● **EXERCISE DETAILS**: Every line of the material must appear in the answer exactly as it does here.

══════════

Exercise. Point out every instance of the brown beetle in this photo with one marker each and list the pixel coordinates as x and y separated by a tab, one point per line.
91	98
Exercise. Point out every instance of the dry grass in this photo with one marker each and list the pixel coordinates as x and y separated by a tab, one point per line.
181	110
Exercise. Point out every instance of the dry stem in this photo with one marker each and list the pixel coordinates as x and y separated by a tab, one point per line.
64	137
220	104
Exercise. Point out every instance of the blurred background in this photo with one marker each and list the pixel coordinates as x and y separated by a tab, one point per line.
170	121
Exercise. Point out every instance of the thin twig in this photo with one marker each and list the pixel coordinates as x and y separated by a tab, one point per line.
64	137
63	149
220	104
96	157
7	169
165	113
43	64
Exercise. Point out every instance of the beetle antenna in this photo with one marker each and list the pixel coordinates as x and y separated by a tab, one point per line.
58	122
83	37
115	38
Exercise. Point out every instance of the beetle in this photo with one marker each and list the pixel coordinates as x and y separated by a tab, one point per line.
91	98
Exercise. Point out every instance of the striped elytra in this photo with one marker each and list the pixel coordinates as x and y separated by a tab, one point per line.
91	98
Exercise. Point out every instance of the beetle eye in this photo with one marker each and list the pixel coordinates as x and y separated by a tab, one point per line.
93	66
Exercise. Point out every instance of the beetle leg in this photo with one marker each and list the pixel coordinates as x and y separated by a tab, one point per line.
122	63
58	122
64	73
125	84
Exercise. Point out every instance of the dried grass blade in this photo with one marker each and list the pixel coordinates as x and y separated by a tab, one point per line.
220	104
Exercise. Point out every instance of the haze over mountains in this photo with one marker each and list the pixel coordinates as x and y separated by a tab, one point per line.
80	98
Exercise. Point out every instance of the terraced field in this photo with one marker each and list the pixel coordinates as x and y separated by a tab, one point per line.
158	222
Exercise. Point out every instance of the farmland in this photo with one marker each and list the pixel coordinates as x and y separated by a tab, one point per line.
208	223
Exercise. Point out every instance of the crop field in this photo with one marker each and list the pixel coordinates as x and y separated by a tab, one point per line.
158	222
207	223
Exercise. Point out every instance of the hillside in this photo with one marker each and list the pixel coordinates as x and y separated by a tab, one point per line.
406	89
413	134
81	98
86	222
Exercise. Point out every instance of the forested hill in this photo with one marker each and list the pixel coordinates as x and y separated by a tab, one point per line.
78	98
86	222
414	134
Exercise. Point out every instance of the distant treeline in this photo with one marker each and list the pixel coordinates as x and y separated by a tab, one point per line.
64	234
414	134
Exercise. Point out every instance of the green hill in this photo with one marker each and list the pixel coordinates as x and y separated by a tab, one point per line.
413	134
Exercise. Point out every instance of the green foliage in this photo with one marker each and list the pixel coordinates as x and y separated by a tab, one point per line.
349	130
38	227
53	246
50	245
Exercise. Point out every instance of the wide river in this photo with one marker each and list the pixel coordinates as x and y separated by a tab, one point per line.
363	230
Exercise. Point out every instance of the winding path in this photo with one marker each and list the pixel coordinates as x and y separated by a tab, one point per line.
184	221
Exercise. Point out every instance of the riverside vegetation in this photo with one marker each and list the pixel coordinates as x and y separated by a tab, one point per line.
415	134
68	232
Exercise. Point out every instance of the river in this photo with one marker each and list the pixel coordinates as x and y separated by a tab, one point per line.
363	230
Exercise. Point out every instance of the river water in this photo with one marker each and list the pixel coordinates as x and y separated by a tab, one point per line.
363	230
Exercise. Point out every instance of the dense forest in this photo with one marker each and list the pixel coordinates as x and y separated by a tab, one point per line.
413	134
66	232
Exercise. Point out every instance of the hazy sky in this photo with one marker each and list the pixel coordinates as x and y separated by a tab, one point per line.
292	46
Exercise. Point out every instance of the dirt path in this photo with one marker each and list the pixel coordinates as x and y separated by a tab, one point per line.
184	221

══════════

● **SOLUTION TO THIS PROBLEM**:
Exercise. Point out every instance of the brown beetle in this photo with one marker each and list the pixel coordinates as x and y separated by a tab, one point per line.
91	98
Exercise. Point out every instance of the dry grass in this photo with one marker each and list the pixel coordinates as x and y separated by a tab, one point per line.
181	110
Exercise. Point out every instance of the dry stem in this photo with one marker each and list the pixel coordinates as x and y separated by a tab, one point per line.
64	137
220	104
Exercise. Point out every instance of the blurred background in this photo with one marker each and list the pixel coordinates as x and y separated by a tab, one point per line.
170	121
Exercise. Point out every instance of the thin twig in this photo with one marker each and list the pixel coordinates as x and y separated by a tab, one point per line.
64	137
63	149
220	104
96	157
7	169
165	113
43	64
Exercise. Point out every instance of the beetle antenna in this photo with one marker each and list the pixel coordinates as x and y separated by a tab, one point per line.
58	122
83	37
115	38
Exercise. Point out every instance of the beetle in this photo with one marker each and list the pixel coordinates as x and y separated by a tab, one point per line.
91	98
Exercise. Point out every instance of the striped elytra in this photo with one marker each and list the pixel coordinates as x and y separated by a tab, one point per line.
91	98
Exercise. Point out every instance of the beetle eye in this photo with one marker each and list the pixel coordinates as x and y separated by a tab, one point per line.
93	66
Exercise. Point out every instance of the beetle leg in this photo with one marker each and list the pixel coordinates as x and y separated by a tab, one point per line.
122	63
58	122
64	73
125	84
Exercise. Point out every instance of the dried grass blade in this photo with one marker each and list the pixel coordinates as x and y separated by a tab, one point per line.
220	104
Exercise. Point out every instance of the haze over mountains in this photo with one marker each and list the pixel coordinates as x and y separated by a tab, one point per line.
80	98
Exercise. Point out every instance of the terraced field in this photo with one marker each and list the pixel coordinates as x and y separated by a tab, one point per line.
158	222
Exercise. Point out every instance of the farmland in this photo with one marker each and list the pixel coordinates as x and y separated by a tab, one point per line.
208	223
Exercise. Point out every instance of the crop field in this photo with one marker each and list the pixel coordinates as x and y separated by a tab, one point per line.
158	222
207	223
Exercise. Point out every instance of the hillside in this photo with one marker each and list the pixel coordinates as x and y separated by a tab, one point per line.
406	89
413	134
81	98
86	222
Exercise. Point out every instance of the forested hill in this photo with one marker each and list the pixel coordinates as x and y separated by a tab, one point per line.
78	98
86	222
414	134
Exercise. Point out every instance of the distant treeline in this photo with one marker each and list the pixel coordinates as x and y separated by a tab, one point per line.
64	234
414	134
Exercise. Point out every instance of the green hill in this photo with one marker each and list the pixel coordinates as x and y separated by a tab, one point per line.
413	134
Exercise. Point out every instance of the green foliage in this photo with one marker each and list the pixel coordinates as x and y separated by a tab, one point per line.
349	130
38	227
53	246
50	245
Exercise. Point out every instance of the wide river in this photo with one marker each and list the pixel coordinates as x and y separated by a tab, one point per line.
363	230
Exercise. Point out every instance of the winding path in this photo with one marker each and list the pixel coordinates as x and y separated by a tab, one point per line.
184	221
Exercise. Point out every instance of the riverside vegetation in this photo with one marker each and list the pixel coordinates as x and y separated by a tab, one point per line.
415	134
68	232
Exercise. Point out every instance of the river in this photo with one marker each and list the pixel coordinates as x and y separated by a tab, one point per line.
363	230
Exercise. Point out every instance of the river water in this photo with one marker each and list the pixel coordinates as x and y separated by a tab, one point per line.
363	230
Exercise. Point out every instance of the dense forest in this photo with one marker each and list the pixel coordinates as x and y separated by a tab, one point per line.
413	134
66	232
Exercise. Point out every instance of the hazy sky in this photo with one marker each and list the pixel coordinates as x and y separated by a tab, one point per line.
292	46
Exercise. Point out every instance of the dirt path in this photo with one marker each and list the pixel coordinates as x and y separated by a tab, one point per line.
184	221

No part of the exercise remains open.